_EXERCISES_.
[1] Based on the excerpt on free daily newspapers, decide whether each statement agrees with it, answering yes or no and quoting the words that decide it. (a) Advertisers pay the entire cost of a free-circulation paper. (b) Traditional newspapers get half of their revenue from ads. (c) The desired profit margin for newspapers is 10 percent.
[2] According to the excerpt on free daily newspapers, what is John Morton the principal of?
[3] Reproduce the part of the excerpt on free daily newspapers that begins at the words "David Armstrong, of", and stop after the words "sales and subscriptions.".
══ GIVEN TEXT
David Armstrong, of the San Francisco Chronicle reported Friday on Philip Anschutz' Washington Examiner:

Quote:
"Do we have a pre-planned list of cities and a time line for opening papers in them? No,'' said publisher Scott McKibben. ..."Might there be opportunities in other markets that we would seriously look at? Absolutely, yes.''

Industry analysts say starting a national chain of free papers would be difficult but doable.

The Examiners are attempting to capture readers by delivering copies to affluent households coveted by advertisers. Advertisers underwrite the entire cost of a free-circulation paper. Traditional newspapers get 75 percent of their revenue from ads and 25 percent from single-copy sales and subscriptions.

The desired profit margin for newspapers is 20 percent, said John Morton, the principal in Morton Research of Silver Spring, Md. With no subscriptions or single-copy sales, free dailies might have to settle for 5 or 6 percent margins, but for a billionaire like Anschutz, that might be enough.

The risk for Anschutz is that readers will miss the depth and detail of quality broadsheets. Or that too many potential readers have already defected from newspapers to online sources like blogs or to talk radio. Or that would- be readers won't develop the brand loyalty they give to paid papers in our you- get-what-you pay-for world.

Free dailies could succeed, however, if publishers buy them at fire-sale prices to avoid the huge cost of starting a paper from scratch, keep operating costs way down, charge low rates to attract advertisers and, above all, stay free to avoid going toe-to-toe with major paid papers like the Washington Post and The Chronicle.
════
══ EXCERPTED DATA
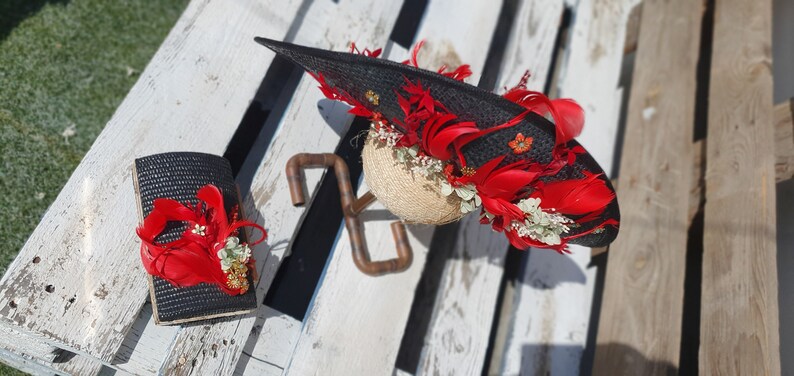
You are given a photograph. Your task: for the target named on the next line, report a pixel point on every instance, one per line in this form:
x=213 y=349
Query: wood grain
x=463 y=314
x=216 y=349
x=364 y=338
x=191 y=97
x=643 y=292
x=552 y=303
x=784 y=140
x=355 y=322
x=461 y=324
x=271 y=340
x=37 y=359
x=784 y=156
x=739 y=299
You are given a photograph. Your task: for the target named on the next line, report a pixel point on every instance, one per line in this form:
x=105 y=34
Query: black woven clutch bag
x=179 y=176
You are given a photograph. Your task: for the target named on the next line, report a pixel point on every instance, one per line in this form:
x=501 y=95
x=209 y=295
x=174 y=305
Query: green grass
x=64 y=68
════
_ANSWERS TO THE EXERCISE_.
[1]
(a) Yes: "Advertisers underwrite the entire cost of a free-circulation paper."
(b) No: "Traditional newspapers get 75 percent of their revenue from ads and 25 percent from single-copy sales and subscriptions."
(c) No: "The desired profit margin for newspapers is 20 percent"

[2] Morton Research of Silver Spring, Md.

[3]
David Armstrong, of the San Francisco Chronicle reported Friday on Philip Anschutz' Washington Examiner:

Quote:
"Do we have a pre-planned list of cities and a time line for opening papers in them? No,'' said publisher Scott McKibben. ..."Might there be opportunities in other markets that we would seriously look at? Absolutely, yes.''

Industry analysts say starting a national chain of free papers would be difficult but doable.

The Examiners are attempting to capture readers by delivering copies to affluent households coveted by advertisers. Advertisers underwrite the entire cost of a free-circulation paper. Traditional newspapers get 75 percent of their revenue from ads and 25 percent from single-copy sales and subscriptions.